**Prompt:** All lines from the one with "Query: orange hunting jacket" through the last line of the data below should be copied exactly; please add nothing.

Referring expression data
══════════════════════════════

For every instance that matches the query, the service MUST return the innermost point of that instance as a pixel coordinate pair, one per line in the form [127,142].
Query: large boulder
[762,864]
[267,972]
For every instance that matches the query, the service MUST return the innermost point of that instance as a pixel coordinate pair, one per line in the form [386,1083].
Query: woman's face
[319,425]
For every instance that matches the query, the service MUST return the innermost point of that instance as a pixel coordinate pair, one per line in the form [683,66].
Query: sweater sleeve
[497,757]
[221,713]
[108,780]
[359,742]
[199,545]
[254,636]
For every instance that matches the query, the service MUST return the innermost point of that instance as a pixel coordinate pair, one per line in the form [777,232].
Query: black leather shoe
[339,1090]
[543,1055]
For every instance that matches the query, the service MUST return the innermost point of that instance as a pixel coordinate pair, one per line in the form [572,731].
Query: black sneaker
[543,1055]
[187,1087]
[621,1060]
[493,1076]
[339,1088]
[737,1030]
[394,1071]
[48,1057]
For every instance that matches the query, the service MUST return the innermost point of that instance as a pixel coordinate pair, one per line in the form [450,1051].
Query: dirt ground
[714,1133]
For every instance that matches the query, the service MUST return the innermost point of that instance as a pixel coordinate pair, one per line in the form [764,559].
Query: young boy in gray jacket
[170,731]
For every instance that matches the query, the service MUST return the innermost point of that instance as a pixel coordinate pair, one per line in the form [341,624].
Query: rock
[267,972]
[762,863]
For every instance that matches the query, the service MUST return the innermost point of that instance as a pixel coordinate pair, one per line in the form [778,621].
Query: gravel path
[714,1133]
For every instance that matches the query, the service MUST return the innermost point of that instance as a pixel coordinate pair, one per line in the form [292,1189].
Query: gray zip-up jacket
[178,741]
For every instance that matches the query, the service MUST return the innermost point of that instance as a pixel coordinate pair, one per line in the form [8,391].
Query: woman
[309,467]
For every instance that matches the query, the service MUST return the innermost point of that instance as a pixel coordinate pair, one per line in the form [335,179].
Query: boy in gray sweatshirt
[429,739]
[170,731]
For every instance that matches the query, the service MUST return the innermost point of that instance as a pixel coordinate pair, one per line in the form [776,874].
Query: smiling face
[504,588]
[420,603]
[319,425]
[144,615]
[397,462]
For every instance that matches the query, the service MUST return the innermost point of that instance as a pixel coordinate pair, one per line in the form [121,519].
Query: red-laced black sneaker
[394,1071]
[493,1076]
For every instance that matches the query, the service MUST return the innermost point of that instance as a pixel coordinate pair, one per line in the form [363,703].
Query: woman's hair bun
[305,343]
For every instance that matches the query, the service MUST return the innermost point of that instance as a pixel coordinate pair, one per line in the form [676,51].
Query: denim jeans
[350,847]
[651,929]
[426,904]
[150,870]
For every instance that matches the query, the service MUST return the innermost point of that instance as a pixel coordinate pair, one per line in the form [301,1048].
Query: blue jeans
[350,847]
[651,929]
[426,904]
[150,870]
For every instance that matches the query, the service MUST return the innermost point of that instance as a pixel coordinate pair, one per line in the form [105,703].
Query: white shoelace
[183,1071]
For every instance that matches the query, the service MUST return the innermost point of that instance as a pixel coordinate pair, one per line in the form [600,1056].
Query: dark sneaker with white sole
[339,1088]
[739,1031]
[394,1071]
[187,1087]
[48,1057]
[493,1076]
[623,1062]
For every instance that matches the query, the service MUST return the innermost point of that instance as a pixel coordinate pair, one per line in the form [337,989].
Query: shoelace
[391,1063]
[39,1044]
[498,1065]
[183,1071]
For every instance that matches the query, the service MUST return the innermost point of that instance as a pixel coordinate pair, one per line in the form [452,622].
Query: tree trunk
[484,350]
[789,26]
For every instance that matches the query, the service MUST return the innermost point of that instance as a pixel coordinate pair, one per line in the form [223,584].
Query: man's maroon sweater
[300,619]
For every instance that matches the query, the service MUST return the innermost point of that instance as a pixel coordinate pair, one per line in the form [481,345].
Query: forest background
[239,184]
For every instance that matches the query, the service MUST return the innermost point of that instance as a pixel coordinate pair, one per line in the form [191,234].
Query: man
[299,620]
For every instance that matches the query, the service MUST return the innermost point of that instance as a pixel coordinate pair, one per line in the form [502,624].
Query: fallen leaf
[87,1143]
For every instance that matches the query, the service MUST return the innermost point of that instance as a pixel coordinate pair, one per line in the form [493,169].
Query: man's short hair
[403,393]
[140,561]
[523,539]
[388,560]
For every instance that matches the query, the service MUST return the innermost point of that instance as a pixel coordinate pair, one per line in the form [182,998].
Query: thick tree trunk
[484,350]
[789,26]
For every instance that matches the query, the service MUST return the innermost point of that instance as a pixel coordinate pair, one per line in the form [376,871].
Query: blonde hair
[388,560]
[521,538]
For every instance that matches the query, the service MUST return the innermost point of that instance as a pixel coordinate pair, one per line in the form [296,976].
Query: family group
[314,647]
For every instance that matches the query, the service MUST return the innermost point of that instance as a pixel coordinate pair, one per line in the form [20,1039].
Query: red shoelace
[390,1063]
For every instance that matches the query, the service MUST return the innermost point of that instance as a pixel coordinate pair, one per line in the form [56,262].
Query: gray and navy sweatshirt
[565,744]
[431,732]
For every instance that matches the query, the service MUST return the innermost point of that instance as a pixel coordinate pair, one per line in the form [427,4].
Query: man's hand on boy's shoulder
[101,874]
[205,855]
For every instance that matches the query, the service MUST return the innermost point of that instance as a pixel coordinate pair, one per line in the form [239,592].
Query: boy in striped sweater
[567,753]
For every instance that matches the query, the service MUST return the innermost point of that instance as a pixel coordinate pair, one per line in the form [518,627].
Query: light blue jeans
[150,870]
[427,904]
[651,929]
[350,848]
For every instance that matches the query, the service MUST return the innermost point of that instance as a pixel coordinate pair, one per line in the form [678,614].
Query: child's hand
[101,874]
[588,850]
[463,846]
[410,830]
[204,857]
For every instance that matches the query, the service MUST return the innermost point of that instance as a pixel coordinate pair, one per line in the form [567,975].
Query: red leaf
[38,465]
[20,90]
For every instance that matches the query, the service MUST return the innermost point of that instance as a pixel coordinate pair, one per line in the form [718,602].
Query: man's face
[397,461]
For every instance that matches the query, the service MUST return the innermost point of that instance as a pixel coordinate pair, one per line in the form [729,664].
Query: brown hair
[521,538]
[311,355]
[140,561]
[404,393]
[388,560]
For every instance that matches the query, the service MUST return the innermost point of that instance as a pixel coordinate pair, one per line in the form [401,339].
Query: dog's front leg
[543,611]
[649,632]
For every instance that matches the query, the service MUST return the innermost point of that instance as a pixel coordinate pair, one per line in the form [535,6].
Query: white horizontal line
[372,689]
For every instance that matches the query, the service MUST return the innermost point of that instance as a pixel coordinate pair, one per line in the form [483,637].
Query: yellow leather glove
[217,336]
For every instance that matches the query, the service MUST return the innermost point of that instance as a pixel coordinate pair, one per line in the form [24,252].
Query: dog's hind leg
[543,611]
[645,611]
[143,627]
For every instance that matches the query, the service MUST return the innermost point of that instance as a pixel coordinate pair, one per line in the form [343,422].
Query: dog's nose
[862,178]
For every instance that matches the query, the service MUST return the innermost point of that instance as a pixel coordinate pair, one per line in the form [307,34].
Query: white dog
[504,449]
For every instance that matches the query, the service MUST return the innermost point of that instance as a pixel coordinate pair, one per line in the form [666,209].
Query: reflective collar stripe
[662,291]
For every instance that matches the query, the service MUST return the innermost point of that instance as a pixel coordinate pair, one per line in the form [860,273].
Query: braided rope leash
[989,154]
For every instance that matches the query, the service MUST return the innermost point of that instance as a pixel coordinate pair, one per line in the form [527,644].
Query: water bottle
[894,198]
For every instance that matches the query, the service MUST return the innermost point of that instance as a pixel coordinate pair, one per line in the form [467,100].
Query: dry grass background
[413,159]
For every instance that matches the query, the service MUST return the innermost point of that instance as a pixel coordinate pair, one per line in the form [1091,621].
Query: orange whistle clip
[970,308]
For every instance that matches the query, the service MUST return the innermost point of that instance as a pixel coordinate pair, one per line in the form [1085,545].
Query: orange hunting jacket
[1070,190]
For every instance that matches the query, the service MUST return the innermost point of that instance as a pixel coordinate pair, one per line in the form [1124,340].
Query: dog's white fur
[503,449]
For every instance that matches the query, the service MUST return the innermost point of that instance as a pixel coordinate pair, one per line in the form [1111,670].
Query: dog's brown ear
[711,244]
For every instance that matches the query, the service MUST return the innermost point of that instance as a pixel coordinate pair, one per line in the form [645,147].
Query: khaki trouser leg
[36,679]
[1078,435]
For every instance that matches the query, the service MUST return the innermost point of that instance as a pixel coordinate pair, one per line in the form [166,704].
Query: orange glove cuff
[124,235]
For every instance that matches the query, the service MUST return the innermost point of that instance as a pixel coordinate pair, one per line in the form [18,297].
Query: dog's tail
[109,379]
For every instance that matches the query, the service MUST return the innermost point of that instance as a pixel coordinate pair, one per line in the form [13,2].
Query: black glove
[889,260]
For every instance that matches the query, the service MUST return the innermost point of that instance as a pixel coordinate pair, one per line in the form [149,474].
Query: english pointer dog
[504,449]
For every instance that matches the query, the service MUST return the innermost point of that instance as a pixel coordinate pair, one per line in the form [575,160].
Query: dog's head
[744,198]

══════════════════════════════

**Written response:**
Query: orange hunting jacket
[1070,190]
For every instance that matches the query, the service MUST return the innermost point of that instance as a pixel coordinate pair, one per line in the form [1124,340].
Query: dog's white fur
[503,449]
For every instance that matches the query, the service MUST return the innermost point of that instance as a pixel coordinate pair, one per line in the form [1111,670].
Query: dog's brown ear
[711,244]
For every instance that matches the query, the service MUST return the innermost point of that instance as a pixel coordinate pair, one per line in the form [645,147].
Query: khaki trouser leg
[36,679]
[1078,435]
For every instance that matches the query, the service MUST return the innermost point of that instance as a pixel coordinate pair, one per line in the form [166,704].
Query: orange glove cuff
[124,235]
For every instance that matches the query, the service MUST return the innermost point of that instance as a pixel coordinate pair, one per line in the form [18,297].
Query: dog's tail
[109,379]
For every instance that matches the query, the service MUST return the innermost point of that instance as a pixel coordinate pair, one per line in the form [13,2].
Query: black glove
[889,260]
For every instance that matches the query, the service MUST return the innermost point of that instance as a pixel coordinate pair, one per line in the form [149,474].
Query: english pointer dog
[504,449]
For every instance that matches the query, the service MUST return the innermost point of that instance as a pixel coordinate pair, one per line in the form [575,160].
Query: dog's head
[744,198]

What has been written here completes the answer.